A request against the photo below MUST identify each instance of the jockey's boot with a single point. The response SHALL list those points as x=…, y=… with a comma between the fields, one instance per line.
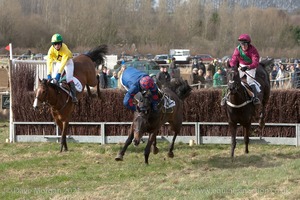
x=73, y=92
x=255, y=99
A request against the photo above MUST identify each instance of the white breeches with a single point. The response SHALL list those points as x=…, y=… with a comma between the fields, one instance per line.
x=69, y=69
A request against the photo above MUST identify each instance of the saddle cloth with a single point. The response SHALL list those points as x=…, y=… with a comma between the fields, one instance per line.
x=77, y=83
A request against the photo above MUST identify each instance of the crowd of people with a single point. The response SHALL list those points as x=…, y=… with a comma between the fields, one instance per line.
x=285, y=75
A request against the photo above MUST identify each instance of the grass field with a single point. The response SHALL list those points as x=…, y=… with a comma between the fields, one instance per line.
x=89, y=171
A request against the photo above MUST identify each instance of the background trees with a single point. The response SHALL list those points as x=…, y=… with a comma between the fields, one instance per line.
x=120, y=24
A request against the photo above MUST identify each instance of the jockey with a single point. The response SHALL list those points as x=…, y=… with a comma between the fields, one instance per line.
x=60, y=53
x=247, y=57
x=135, y=81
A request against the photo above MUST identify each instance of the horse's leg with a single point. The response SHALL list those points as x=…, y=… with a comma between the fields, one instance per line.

◆ PROBLEM STATEMENT
The lines from the one holding "the jockey with" to the last line of the entries, both included: retype them exactly and give nothing else.

◆ WRITTEN RESPONSE
A request against the photo above MUST identify each instance of the jockey with a single point. The response SHALL list those points as x=…, y=… with a comma between the fields, one instance per line.
x=60, y=53
x=247, y=57
x=135, y=81
A request against the photo above MUST identify each instance of the horse's leg with a single point. The response SHALL list those points as x=…, y=… with a comma between the fields, one instance per line.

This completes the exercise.